## Exercise input

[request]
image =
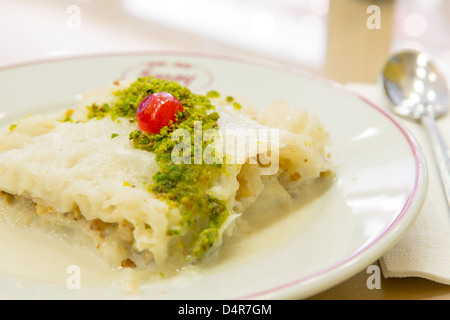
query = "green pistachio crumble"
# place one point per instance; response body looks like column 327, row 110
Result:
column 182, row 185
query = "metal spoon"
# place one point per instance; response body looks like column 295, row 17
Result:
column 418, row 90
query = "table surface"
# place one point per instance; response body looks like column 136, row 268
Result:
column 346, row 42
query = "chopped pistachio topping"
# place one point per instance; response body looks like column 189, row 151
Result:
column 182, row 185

...

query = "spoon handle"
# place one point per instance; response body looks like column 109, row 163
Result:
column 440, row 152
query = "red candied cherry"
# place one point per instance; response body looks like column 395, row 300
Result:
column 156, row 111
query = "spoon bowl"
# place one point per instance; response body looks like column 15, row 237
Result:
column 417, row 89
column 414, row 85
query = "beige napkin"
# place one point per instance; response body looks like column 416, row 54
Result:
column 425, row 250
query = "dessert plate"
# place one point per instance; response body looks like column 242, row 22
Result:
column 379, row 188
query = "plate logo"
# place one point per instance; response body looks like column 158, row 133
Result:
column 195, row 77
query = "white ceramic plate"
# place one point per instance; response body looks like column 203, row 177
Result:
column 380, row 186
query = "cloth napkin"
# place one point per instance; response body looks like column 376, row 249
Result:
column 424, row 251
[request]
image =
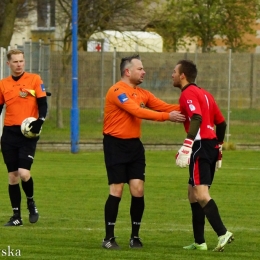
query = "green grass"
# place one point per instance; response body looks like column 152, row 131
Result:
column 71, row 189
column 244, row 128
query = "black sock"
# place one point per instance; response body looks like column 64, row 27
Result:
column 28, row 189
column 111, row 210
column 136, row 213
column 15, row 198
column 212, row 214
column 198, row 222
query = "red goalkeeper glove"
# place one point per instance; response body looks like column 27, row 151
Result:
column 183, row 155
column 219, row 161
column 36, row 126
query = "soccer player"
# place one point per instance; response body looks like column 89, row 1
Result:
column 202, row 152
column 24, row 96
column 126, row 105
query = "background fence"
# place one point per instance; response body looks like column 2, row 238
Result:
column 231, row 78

## What is needed
Among the lines above, which ones include the word "spoon"? Copy them.

## Answer
query = "metal spoon"
query = "spoon handle"
query = "spoon bowl"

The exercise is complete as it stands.